• [Aim] Write out every row below word for word, leaving out the pictures.

• [Data to process]
↓↓↓
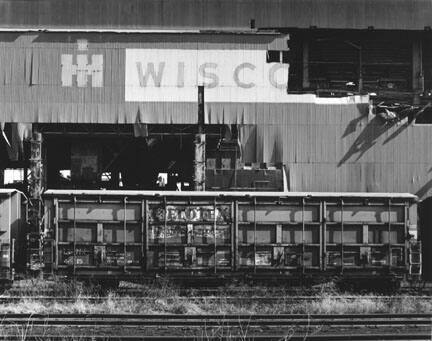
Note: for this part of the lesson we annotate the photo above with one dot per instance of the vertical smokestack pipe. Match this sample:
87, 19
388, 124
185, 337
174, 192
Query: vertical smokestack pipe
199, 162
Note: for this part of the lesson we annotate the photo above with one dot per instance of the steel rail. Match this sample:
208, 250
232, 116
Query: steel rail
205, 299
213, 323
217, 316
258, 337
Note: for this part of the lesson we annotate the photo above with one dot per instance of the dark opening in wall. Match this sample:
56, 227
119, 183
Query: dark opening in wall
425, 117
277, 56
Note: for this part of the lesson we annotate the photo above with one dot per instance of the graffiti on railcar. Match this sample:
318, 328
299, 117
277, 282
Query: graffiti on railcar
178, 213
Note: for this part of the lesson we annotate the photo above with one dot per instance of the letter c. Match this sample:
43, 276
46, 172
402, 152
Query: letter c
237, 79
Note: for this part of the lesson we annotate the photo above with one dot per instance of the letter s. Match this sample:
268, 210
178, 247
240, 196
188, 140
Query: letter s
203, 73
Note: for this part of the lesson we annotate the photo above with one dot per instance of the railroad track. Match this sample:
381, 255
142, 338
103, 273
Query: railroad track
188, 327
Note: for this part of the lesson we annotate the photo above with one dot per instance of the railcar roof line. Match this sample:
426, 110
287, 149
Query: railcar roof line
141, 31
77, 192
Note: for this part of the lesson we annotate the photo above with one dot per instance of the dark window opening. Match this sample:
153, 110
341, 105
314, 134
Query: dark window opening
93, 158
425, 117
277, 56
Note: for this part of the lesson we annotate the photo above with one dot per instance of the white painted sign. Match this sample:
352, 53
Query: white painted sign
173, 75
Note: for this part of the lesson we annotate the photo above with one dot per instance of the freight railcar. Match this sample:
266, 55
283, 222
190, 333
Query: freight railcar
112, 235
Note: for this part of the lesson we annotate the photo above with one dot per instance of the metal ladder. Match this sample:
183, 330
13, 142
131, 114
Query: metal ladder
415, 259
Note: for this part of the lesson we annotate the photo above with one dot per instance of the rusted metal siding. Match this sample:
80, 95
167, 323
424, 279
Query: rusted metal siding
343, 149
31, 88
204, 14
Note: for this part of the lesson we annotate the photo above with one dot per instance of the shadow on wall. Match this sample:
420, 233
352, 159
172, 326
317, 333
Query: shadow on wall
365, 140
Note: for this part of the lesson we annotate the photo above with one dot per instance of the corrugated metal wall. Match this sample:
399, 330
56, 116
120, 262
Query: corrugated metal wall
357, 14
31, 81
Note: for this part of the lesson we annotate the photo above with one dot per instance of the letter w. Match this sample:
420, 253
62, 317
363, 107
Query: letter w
↑↑↑
• [Response to the task]
Note: for this part of the lesson we annotate the photo above with one dot per instance of the vertical smokestack pipe. Match this sample:
87, 19
388, 124
185, 337
174, 192
Query: vertical smokestack pipe
199, 162
Note: for this part of the lesson we annotate the photo above with one dot per instance of the steel rail. Match this sample:
208, 250
232, 116
Query: steel rail
205, 299
213, 323
217, 316
258, 337
Note: for this part of the lesson we annotate the photo above with one dot per instance of the dark opening in wall. Match this sample:
56, 227
119, 183
Query: dark opening in wall
425, 117
277, 56
Note: for this part of the lesson we annotate the photo above with one dot per instance of the graffiti on railcar. Match this sample:
318, 328
299, 117
277, 282
Query: graffiti on railcar
178, 213
Note: for this part of the lesson we annotate the photo above with one dot per instance of the letter c. Match this sample:
43, 276
46, 172
402, 152
Query: letter c
237, 79
Note: for this part of the lesson we annotate the photo above with one dot per instance of the letter s. Match this sample:
268, 210
178, 247
240, 196
188, 140
Query: letter s
203, 73
Note: for this part of the lesson we annotate the photo above with one dot per instance of the railroad track. Match this sample:
381, 255
142, 338
103, 273
Query: railroad track
188, 327
Note: for this part of the lesson we annotate the photo above with one dot per instance of the railcar roof line. Match this sample:
426, 110
287, 149
Query: railcar roof line
141, 31
77, 192
Note: for this part of the lesson we annotate the photo above with one dot per instance of the dark window opening. Match this sample:
153, 110
341, 105
314, 134
Query: dark window opening
93, 158
425, 117
277, 56
Note: for this part of the lesson we annotate the photo above with one dot per instance of the white painted sign. Match this sample:
352, 53
Query: white painted sign
173, 75
Note: for this part of the lesson we annotate the photo above with one dot per instance of the freight railcar. Match this sample:
266, 55
283, 222
190, 333
Query: freight railcar
112, 235
Note: for this part of the lesson we annotate the photo above with one dot per instance of the metal ladder. Match this sample:
183, 330
13, 142
131, 114
Query: metal ladder
415, 259
Note: for this part of the lesson we annotate the photo above with one dot per instance of the rusted metal siding. Match this sample:
80, 95
167, 323
424, 279
Query: rusted metal siding
343, 149
31, 88
204, 14
Note: for this part of the lesson we annotate the photo above with one dot per instance of the shadow on wall. Match this sample:
420, 233
352, 159
172, 326
317, 333
Query: shadow on wall
365, 140
Note: for this part of the lesson we annotate the photo above with one dot per instance of the corrugated metal wall. Match this sample:
399, 330
56, 116
120, 262
Query: corrugated metal wall
357, 14
31, 81
Note: for this part of the lesson we annotate the photo above with one dot per instance of the letter w. Match this sample:
420, 253
62, 317
363, 107
Query: letter w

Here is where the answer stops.